* _SOURCE MATERIAL_:
┄┄┄┄┄┄┄┄┄┄
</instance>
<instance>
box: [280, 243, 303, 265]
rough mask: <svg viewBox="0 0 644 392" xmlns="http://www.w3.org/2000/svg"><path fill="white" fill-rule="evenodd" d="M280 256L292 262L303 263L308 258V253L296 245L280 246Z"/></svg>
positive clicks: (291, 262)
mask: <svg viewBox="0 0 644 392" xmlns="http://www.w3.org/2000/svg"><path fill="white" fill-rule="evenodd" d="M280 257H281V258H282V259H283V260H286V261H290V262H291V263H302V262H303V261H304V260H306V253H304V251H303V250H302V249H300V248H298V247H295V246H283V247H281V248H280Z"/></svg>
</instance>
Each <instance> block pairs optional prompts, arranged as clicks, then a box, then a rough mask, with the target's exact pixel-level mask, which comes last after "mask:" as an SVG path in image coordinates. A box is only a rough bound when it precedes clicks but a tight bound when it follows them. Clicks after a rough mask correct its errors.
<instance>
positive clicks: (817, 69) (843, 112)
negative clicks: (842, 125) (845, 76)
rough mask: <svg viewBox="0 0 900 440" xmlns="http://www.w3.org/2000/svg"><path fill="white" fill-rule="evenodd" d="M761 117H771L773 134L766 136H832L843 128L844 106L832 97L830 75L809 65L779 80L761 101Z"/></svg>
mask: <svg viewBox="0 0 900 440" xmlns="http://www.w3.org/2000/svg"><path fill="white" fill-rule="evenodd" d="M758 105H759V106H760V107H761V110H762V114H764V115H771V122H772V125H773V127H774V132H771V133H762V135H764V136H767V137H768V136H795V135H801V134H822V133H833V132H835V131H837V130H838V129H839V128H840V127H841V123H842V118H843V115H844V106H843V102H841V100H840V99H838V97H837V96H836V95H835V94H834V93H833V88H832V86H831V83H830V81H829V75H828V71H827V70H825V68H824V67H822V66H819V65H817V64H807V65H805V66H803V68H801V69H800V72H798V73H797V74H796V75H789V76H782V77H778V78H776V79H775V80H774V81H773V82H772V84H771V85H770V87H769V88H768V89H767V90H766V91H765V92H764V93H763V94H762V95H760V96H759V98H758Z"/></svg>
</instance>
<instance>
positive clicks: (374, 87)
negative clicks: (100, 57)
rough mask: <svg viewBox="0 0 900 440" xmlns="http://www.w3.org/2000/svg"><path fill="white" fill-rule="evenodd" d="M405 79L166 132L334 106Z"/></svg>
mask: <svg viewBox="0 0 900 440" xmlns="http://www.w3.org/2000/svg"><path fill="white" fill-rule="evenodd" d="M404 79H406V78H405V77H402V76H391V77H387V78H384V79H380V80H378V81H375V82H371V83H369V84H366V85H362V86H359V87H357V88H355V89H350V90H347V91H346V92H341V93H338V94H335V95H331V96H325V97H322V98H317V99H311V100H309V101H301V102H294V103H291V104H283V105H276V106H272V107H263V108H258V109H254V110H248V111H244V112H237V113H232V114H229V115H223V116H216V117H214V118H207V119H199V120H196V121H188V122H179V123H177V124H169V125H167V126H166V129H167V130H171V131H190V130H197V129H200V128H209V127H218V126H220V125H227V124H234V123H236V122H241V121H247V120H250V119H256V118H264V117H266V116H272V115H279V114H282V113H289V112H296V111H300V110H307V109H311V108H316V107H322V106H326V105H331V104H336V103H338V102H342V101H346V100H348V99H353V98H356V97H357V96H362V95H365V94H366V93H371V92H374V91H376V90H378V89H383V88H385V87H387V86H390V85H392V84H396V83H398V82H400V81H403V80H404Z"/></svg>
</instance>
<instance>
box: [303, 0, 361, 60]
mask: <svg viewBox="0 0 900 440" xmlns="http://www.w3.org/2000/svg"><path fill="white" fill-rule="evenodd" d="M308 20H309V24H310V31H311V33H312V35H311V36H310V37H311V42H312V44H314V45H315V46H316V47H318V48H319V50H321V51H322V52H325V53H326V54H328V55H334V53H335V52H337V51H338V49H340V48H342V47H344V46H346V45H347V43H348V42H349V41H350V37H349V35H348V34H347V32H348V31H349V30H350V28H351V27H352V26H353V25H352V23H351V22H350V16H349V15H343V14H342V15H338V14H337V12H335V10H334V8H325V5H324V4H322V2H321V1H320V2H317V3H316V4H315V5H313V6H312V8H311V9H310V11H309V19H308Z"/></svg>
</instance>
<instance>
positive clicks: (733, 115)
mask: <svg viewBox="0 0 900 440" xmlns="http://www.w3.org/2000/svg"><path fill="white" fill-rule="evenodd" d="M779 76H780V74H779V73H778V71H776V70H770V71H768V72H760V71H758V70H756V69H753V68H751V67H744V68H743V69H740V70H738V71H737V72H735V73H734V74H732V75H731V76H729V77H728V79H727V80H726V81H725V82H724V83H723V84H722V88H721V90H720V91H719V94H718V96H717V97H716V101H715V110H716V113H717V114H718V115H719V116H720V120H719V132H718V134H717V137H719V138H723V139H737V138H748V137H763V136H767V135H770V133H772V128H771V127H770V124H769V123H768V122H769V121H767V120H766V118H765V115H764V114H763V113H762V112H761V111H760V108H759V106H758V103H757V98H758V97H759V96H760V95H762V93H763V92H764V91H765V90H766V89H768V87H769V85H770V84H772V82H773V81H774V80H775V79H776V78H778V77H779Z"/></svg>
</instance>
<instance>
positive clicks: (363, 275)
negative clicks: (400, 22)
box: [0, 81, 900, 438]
┄┄┄┄┄┄┄┄┄┄
Set down the whole listing again, exactly as shown above.

* _EXERCISE SOLUTION_:
</instance>
<instance>
box: [280, 243, 303, 265]
rough mask: <svg viewBox="0 0 644 392" xmlns="http://www.w3.org/2000/svg"><path fill="white" fill-rule="evenodd" d="M280 256L292 262L303 263L308 258V253L296 245L280 246Z"/></svg>
positive clicks: (291, 262)
mask: <svg viewBox="0 0 644 392" xmlns="http://www.w3.org/2000/svg"><path fill="white" fill-rule="evenodd" d="M280 257H281V258H282V259H283V260H286V261H290V262H291V263H302V262H303V261H304V260H306V253H304V251H303V250H302V249H300V248H298V247H295V246H283V247H281V248H280Z"/></svg>
</instance>
Each <instance> block pairs optional prompts, arranged as clicks, then a box, then a rough mask, with the target's exact pixel-level mask, which comes last after "mask:" as an SVG path in image coordinates. A box is only a rough bound when it precedes clicks but a tight bound when it follows them. Clicks after a rough mask correct its errors.
<instance>
positive clicks: (817, 69) (843, 112)
negative clicks: (842, 125) (845, 76)
rough mask: <svg viewBox="0 0 900 440" xmlns="http://www.w3.org/2000/svg"><path fill="white" fill-rule="evenodd" d="M761 117H771L773 134L766 136H832L843 128L844 106L832 97L830 75L809 65L779 80L761 101Z"/></svg>
mask: <svg viewBox="0 0 900 440" xmlns="http://www.w3.org/2000/svg"><path fill="white" fill-rule="evenodd" d="M758 105H759V106H760V107H761V110H762V114H764V115H771V122H772V125H773V127H774V132H771V133H762V135H764V136H767V137H768V136H795V135H801V134H822V133H833V132H835V131H837V130H838V129H839V128H840V127H841V123H842V118H843V115H844V106H843V102H841V100H840V99H838V97H837V96H836V95H835V94H834V93H833V88H832V86H831V83H830V81H829V75H828V71H827V70H825V68H824V67H822V66H819V65H817V64H807V65H805V66H803V68H801V69H800V72H798V73H797V74H796V75H789V76H782V77H778V78H776V79H775V80H774V81H773V82H772V84H771V85H770V87H769V88H768V89H767V90H766V91H765V92H764V93H763V94H762V95H760V96H759V98H758Z"/></svg>
</instance>
<instance>
positive clicks: (374, 87)
negative clicks: (100, 57)
rough mask: <svg viewBox="0 0 900 440" xmlns="http://www.w3.org/2000/svg"><path fill="white" fill-rule="evenodd" d="M405 79L166 132L334 106Z"/></svg>
mask: <svg viewBox="0 0 900 440" xmlns="http://www.w3.org/2000/svg"><path fill="white" fill-rule="evenodd" d="M404 79H406V78H405V77H402V76H391V77H387V78H384V79H380V80H378V81H375V82H371V83H369V84H366V85H362V86H359V87H357V88H355V89H350V90H347V91H346V92H341V93H338V94H335V95H331V96H325V97H322V98H317V99H311V100H309V101H301V102H294V103H291V104H283V105H276V106H272V107H263V108H258V109H254V110H248V111H244V112H237V113H232V114H229V115H223V116H216V117H214V118H207V119H199V120H196V121H188V122H179V123H177V124H169V125H167V126H166V129H167V130H171V131H190V130H197V129H200V128H209V127H218V126H220V125H227V124H234V123H236V122H241V121H247V120H250V119H256V118H264V117H266V116H272V115H279V114H282V113H289V112H296V111H300V110H307V109H311V108H316V107H322V106H326V105H331V104H336V103H338V102H342V101H346V100H348V99H353V98H356V97H357V96H362V95H365V94H366V93H371V92H374V91H376V90H378V89H383V88H385V87H387V86H390V85H392V84H396V83H398V82H400V81H403V80H404Z"/></svg>
</instance>
<instance>
box: [303, 0, 361, 60]
mask: <svg viewBox="0 0 900 440" xmlns="http://www.w3.org/2000/svg"><path fill="white" fill-rule="evenodd" d="M308 20H309V24H310V31H311V33H312V35H311V36H310V37H311V42H312V44H314V45H315V46H316V47H318V48H319V50H321V51H322V52H325V53H326V54H328V55H334V53H335V52H337V51H338V49H340V48H342V47H344V46H346V45H347V43H348V42H349V41H350V37H349V35H348V34H347V32H348V31H349V30H350V28H351V27H352V26H353V25H352V23H351V22H350V16H349V15H343V14H342V15H338V14H337V12H335V10H334V8H325V5H324V4H322V2H321V1H320V2H317V3H316V4H315V5H313V6H312V8H311V9H310V11H309V19H308Z"/></svg>
</instance>
<instance>
positive clicks: (733, 115)
mask: <svg viewBox="0 0 900 440" xmlns="http://www.w3.org/2000/svg"><path fill="white" fill-rule="evenodd" d="M779 76H780V74H779V73H778V71H776V70H770V71H768V72H760V71H758V70H756V69H753V68H751V67H744V68H743V69H740V70H738V71H737V72H735V73H734V74H732V75H731V76H729V77H728V79H727V80H726V81H725V82H724V83H723V84H722V88H721V90H720V91H719V94H718V96H717V97H716V101H715V110H716V113H717V114H718V115H719V116H720V120H719V132H718V134H717V137H719V138H723V139H737V138H748V137H763V136H767V135H770V133H772V128H771V127H770V124H769V123H768V122H769V121H767V120H766V118H765V115H764V114H763V113H762V112H761V111H760V108H759V106H758V103H757V98H758V97H759V96H760V95H762V93H763V92H764V91H765V90H766V89H768V87H769V85H770V84H772V82H773V81H774V80H775V79H776V78H778V77H779Z"/></svg>
</instance>
<instance>
positive clicks: (363, 275)
negative clicks: (400, 22)
box: [0, 81, 900, 438]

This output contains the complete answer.